How many of the lines below contain the word "distant"? Case counts, so uppercase and lowercase letters are treated as different. Reply with the number alone.

[Entries for labeling object positions]
━━━
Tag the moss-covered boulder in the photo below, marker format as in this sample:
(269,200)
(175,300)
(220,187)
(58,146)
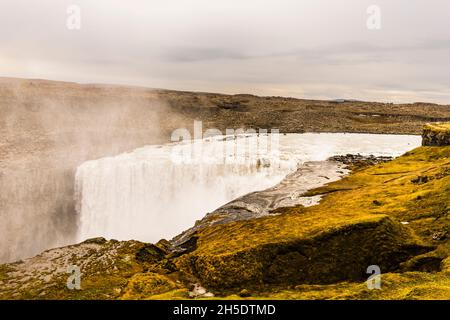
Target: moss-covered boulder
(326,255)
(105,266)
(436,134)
━━━
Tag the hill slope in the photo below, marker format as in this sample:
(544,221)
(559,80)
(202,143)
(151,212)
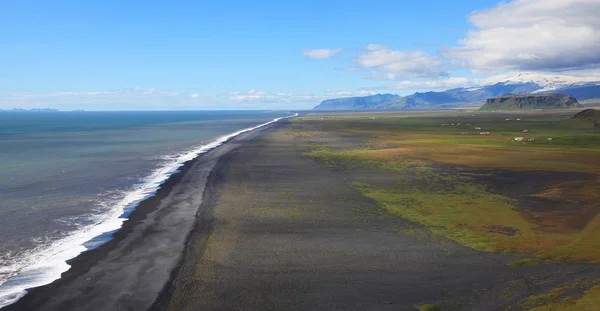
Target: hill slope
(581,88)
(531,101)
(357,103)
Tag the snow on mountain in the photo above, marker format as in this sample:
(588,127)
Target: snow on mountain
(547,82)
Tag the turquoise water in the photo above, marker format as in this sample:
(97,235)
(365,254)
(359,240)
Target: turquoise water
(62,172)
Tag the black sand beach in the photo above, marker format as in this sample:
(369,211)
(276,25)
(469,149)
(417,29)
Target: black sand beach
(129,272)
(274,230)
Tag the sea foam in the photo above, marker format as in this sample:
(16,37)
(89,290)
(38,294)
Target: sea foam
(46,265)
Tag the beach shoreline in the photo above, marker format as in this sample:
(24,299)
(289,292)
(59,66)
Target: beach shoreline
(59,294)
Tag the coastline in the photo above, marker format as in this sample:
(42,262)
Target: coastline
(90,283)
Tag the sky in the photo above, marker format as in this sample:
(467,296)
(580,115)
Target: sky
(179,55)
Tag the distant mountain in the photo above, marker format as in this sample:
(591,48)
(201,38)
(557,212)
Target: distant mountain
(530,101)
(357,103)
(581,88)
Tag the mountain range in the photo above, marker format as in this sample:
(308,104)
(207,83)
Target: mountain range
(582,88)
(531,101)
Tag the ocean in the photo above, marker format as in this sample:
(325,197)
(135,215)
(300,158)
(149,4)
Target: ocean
━━━
RESULT OF THE EXERCISE:
2